Selected extract
--*--

The capital city’s Vista entertainment district, which produces the second highest amount of meal-tax revenue, is seeking more money for its yellow shirt safety and cleanliness program.
The Congaree Vista Guild, an organization that advocates for businesses in the district, asked City Council on Tuesday for $67,000 more so it could hire five yellow shirt ambassadors – up from the 2 1/ 2 the guild employs now. Council has approved $108,000. The guild wants $175,000.
“We want to grow our program as we grow in the Vista,” said the guild’s director Meredith Atkinson of the new businesses and more visitors the retail and restaurant area along Gervais Street has been attracting.
The trade off is the Vista no longer offers shuttle service that connects the district to the Main Street corridor or to Five Points. “We had to make that tough decision,” Atkinson told council in making her plea for more public money.

--*--

(Some records)

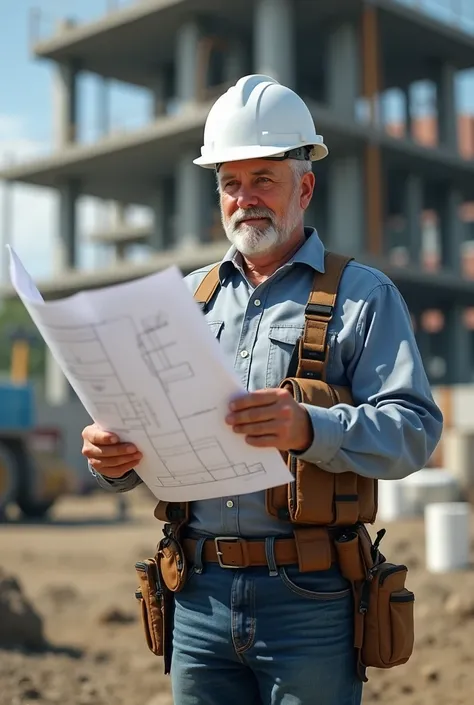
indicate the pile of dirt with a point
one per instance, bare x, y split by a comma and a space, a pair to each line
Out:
20, 625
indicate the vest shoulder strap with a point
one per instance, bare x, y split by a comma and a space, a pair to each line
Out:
312, 358
208, 287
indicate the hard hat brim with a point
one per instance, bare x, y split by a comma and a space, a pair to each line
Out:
239, 154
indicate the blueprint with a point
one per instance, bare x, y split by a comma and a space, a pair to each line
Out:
144, 364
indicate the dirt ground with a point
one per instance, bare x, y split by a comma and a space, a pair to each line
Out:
78, 573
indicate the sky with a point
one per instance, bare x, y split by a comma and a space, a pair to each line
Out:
26, 122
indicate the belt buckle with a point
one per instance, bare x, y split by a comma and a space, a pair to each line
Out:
233, 539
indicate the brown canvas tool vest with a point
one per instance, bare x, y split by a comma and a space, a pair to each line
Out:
316, 497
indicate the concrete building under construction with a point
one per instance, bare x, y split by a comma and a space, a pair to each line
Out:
382, 193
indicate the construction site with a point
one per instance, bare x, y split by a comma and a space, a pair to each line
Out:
381, 79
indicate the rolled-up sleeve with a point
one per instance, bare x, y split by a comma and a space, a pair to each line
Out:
394, 425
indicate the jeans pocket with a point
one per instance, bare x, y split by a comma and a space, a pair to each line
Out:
327, 585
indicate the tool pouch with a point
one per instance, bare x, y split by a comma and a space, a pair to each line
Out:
386, 608
383, 606
156, 607
172, 561
352, 563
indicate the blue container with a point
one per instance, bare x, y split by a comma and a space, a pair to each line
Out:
17, 407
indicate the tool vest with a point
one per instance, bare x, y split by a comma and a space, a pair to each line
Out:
316, 497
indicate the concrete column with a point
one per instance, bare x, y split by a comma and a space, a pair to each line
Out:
345, 205
159, 94
103, 107
186, 48
451, 226
65, 105
162, 206
446, 99
343, 70
192, 199
408, 116
413, 201
67, 235
274, 40
457, 344
235, 62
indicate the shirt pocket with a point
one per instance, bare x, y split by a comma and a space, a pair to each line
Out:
282, 341
216, 328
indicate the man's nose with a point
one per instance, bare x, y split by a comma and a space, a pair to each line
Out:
246, 198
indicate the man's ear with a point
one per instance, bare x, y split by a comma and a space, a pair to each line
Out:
307, 189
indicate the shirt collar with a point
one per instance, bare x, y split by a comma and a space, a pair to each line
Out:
311, 253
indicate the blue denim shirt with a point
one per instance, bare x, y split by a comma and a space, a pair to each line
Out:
395, 424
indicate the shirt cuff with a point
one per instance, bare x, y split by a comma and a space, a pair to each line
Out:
327, 436
117, 484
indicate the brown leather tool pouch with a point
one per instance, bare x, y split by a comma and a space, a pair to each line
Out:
156, 607
314, 549
350, 556
387, 610
172, 562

--*--

Task set
A: Could you reproduce the part of the article on the Vista safety program that begins at the words "The Congaree Vista" and stops after "guild wants $175,000."?
B: Which lines in the entries contain the string "concrete"? Copy each of them, matching case exactly.

Exercise solutions
A:
The Congaree Vista Guild, an organization that advocates for businesses in the district, asked City Council on Tuesday for $67,000 more so it could hire five yellow shirt ambassadors – up from the 2 1/ 2 the guild employs now. Council has approved $108,000. The guild wants $175,000.

B:
indicate the concrete building under construction with a point
indicate the concrete column with a point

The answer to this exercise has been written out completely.